* Exercise instructions
Please print the data shown below without any alteration.
#### Exercise inputs ####
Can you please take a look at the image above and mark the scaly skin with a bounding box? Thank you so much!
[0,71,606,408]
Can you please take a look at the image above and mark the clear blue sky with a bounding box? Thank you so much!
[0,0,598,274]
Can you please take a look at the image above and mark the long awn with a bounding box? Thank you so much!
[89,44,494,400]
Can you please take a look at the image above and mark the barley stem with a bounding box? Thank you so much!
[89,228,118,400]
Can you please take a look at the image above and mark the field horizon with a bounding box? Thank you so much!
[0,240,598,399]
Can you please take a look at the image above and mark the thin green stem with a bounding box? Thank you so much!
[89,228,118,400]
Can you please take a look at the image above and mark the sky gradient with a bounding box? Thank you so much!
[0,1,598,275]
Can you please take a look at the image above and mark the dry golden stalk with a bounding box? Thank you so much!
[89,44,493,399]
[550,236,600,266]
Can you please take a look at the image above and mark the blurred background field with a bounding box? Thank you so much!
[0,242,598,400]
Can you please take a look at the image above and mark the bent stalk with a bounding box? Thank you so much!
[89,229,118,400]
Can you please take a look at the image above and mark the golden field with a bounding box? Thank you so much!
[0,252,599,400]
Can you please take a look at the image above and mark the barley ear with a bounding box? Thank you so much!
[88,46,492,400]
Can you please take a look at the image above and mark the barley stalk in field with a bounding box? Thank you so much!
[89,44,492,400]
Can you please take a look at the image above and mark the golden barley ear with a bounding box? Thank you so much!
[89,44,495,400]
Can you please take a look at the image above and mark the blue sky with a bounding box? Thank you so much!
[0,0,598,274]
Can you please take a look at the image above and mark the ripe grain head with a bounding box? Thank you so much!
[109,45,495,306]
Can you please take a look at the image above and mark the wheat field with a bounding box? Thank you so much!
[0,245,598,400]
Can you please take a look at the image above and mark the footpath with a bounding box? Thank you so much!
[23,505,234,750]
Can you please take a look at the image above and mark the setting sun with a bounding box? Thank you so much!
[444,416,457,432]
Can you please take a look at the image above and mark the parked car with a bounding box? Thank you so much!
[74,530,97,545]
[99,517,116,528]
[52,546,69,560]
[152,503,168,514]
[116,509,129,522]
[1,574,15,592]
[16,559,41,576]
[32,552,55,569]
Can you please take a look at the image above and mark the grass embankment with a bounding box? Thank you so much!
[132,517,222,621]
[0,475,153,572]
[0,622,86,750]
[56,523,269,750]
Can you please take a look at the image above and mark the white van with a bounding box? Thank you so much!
####
* Task result
Can you please take a look at the image above and mark the scaly skin with a bounding box? Thank you so much!
[0,71,606,408]
Can you please take a look at the image above and mark the clear blue sky with a bounding box? Thank you so much!
[0,0,598,274]
Can you please take a look at the image above and mark the long awn with a bounding box? Thank you so much!
[89,44,494,400]
Can you please take a look at the image above and mark the barley stem with a bounding box? Thank you so much!
[89,228,118,400]
Can you please take a look at the image above and mark the field horizon with a bounding box? Thank you so much!
[0,240,598,399]
Can you please take a look at the image above and mark the thin green stem with a bounding box? Thank you so much!
[89,228,118,400]
Can you please take a look at the image above and mark the sky gradient with a bounding box? Thank you so much!
[0,1,598,275]
Can you please take a look at the image above and mark the dry golden stalk with a bounding box? Thank you so much!
[89,44,493,399]
[550,236,600,266]
Can you please take a look at the image above and mark the blurred background field with a bounding box? Thank you so much!
[0,242,598,400]
Can you please take a look at the image above and mark the bent stalk with a bounding box? Thank you so much!
[89,229,118,400]
Can you please take a look at the image above and mark the golden field with a bounding box? Thank you so much!
[0,252,599,400]
Can you please take a look at the image above and mark the barley ear with a bounding box? Thank you so much!
[88,46,492,400]
Can you please take a look at the image above and mark the barley stalk in field with a bounding box? Thank you so much!
[89,44,492,400]
Can you please take a look at the image above and mark the golden barley ear with a bounding box? Thank you so much!
[89,44,495,400]
Can you please take a look at the image above and mark the blue sky with a bounding box? Thank you so much!
[0,0,598,274]
Can you please take a look at the image above and mark the ripe grain head with a bounding box? Thank you so much!
[109,45,495,306]
Can you please take a look at the image above and mark the wheat field with a bounding box? Thank you so much!
[0,245,598,400]
Can you please take a look at the image above and mark the footpath with a bounding box? Thank you so much!
[23,505,234,750]
Can you please take a look at the image above and mark the setting sun with a bounding box? Thank you so much!
[444,416,457,432]
Can you please take a look at the image above and mark the parked car with a bounding box? Thank you so much!
[74,530,97,545]
[99,517,116,528]
[52,546,69,560]
[152,503,168,514]
[116,509,129,522]
[1,574,15,592]
[16,559,41,576]
[32,552,55,569]
Can you please take a look at the image above and mark the grass embankment with a bounding box? Thank you so much!
[132,517,222,621]
[0,475,153,572]
[0,622,86,750]
[56,523,269,750]
Can you please take a look at the image above and mark the white van with a bounding box? Thank you so much!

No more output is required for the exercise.